▶ _Text provided_

I went to lunch with a couple former coworkers the other day and we discussed the current issues at my former company. I never mentioned it when I was looking for a new job, but my former company was having financial difficulties. Those problems have recently intensified, and in the last 12 months the company’s stock has dropped over 75%. That is an extreme amount and it is putting the future of the company in doubt. I am happy I am no longer employed by them, but I am not happy for the situation some of my friends and former coworkers are in.

Don’t put all your eggs in one basket

One of the things I try to do with my investment portfolio is diversify my holdings among several different investments. I primarily invest in index funds because they have the lowest fees and generally cover a wide range of options. One thing I stay away from is investing in my company’s stock.

It’s not hard to find examples of people who lost their life’s savings after investing heavily in their company – only to watch it go belly up. Prime examples include Enron, WorldCom, and dozens of DOTcom’s that had inflated prices before the world realized they were only speculations and the bottom fell out.

Another reason is that your job is probably your main source of income, so it already represents a huge portion of your total income producing assets (remember, you can consider your ability to create income as an asset). In high school my Dad told me the reason he didn’t invest in his company stock was that if the company was doing well, chances are he would have a job that would be going well. He chose instead to invest in index funds and similar holdings which has done well for him.

What about company matching?

Sometimes companies give matching 401(k) funds as stock, or they fund pensions with company stock. If that is your only choice, then you should probably take it. After all, it is free money, right? But you should be careful that the amount of company stock you own doesn’t become too heavily weighted based on your total portfolio. You might look into selling some of it when possible to maintain a balanced portfolio – jsut beware of possible tax implications.

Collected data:
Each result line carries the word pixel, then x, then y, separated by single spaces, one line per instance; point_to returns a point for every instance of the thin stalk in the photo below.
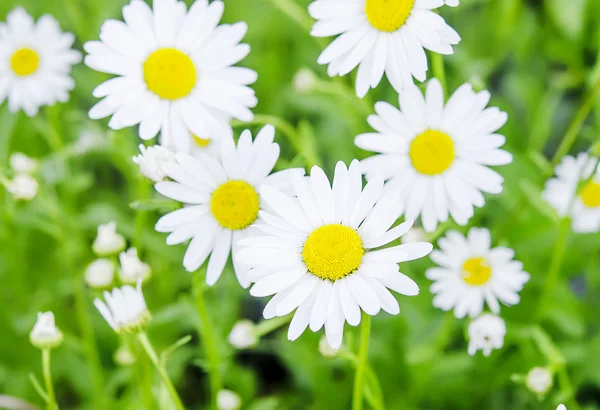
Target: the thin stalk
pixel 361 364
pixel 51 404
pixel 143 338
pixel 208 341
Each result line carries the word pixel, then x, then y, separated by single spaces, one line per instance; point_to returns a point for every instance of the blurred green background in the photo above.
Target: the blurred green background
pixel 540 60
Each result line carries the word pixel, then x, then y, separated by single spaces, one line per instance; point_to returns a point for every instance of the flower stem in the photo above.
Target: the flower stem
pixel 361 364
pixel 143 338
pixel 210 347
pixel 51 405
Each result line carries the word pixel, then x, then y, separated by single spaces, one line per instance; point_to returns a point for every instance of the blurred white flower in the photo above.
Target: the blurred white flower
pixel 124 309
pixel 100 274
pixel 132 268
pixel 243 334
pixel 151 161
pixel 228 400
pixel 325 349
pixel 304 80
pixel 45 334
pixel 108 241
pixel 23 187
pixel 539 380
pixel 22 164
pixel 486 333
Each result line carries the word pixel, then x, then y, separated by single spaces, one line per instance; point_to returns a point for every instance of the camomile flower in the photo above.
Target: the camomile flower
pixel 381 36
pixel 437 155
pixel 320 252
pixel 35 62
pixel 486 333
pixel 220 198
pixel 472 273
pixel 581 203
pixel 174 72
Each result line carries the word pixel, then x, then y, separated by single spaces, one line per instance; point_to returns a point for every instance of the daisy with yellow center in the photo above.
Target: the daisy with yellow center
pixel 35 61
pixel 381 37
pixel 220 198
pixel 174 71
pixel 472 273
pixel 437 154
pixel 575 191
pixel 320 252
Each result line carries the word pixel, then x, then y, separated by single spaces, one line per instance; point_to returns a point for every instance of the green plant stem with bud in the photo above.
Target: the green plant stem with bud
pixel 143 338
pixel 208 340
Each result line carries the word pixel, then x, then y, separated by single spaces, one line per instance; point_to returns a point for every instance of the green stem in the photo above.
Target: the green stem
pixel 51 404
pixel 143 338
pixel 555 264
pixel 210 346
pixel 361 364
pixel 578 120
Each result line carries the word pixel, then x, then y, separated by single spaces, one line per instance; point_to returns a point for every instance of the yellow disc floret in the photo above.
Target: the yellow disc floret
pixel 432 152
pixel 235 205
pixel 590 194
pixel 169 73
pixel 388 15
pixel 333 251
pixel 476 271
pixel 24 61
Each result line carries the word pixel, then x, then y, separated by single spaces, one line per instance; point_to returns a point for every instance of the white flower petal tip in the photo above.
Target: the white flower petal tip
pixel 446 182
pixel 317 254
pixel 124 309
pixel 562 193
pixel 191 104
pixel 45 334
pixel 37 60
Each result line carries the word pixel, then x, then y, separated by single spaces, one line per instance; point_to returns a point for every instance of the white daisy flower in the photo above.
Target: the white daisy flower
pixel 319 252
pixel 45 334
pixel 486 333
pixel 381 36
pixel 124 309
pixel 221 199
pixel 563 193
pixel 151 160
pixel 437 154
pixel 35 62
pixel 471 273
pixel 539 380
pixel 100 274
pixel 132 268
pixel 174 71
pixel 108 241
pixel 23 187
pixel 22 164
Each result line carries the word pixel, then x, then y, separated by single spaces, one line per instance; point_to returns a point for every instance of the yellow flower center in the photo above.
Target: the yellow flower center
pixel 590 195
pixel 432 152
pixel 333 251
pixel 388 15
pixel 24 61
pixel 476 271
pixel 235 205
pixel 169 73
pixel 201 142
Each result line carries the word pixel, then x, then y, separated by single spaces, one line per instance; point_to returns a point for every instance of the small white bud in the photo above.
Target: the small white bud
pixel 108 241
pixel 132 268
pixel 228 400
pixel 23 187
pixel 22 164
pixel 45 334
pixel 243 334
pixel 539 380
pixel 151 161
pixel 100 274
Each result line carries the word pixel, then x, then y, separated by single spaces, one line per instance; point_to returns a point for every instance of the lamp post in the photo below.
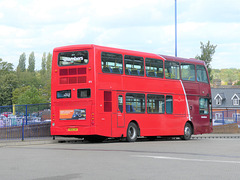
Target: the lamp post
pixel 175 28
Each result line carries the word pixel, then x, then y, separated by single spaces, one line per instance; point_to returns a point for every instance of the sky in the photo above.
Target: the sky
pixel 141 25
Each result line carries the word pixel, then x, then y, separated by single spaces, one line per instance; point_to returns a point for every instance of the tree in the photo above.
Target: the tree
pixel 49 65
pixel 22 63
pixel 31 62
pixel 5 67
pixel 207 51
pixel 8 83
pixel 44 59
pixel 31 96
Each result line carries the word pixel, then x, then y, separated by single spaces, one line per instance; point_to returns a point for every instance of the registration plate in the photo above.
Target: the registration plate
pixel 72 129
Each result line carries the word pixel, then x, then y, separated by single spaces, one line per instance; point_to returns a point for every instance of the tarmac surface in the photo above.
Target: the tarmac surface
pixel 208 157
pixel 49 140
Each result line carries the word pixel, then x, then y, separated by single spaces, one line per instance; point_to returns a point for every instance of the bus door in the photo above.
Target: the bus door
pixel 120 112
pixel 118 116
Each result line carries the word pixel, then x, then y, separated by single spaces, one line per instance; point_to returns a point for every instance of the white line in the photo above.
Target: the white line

▶ _Your goal_
Copy word for word the part of the text on investing in company stock that begins with the words "Don’t put all" and ends with "bottom fell out.".

▶ _Exercise solution_
Don’t put all your eggs in one basket

One of the things I try to do with my investment portfolio is diversify my holdings among several different investments. I primarily invest in index funds because they have the lowest fees and generally cover a wide range of options. One thing I stay away from is investing in my company’s stock.

It’s not hard to find examples of people who lost their life’s savings after investing heavily in their company – only to watch it go belly up. Prime examples include Enron, WorldCom, and dozens of DOTcom’s that had inflated prices before the world realized they were only speculations and the bottom fell out.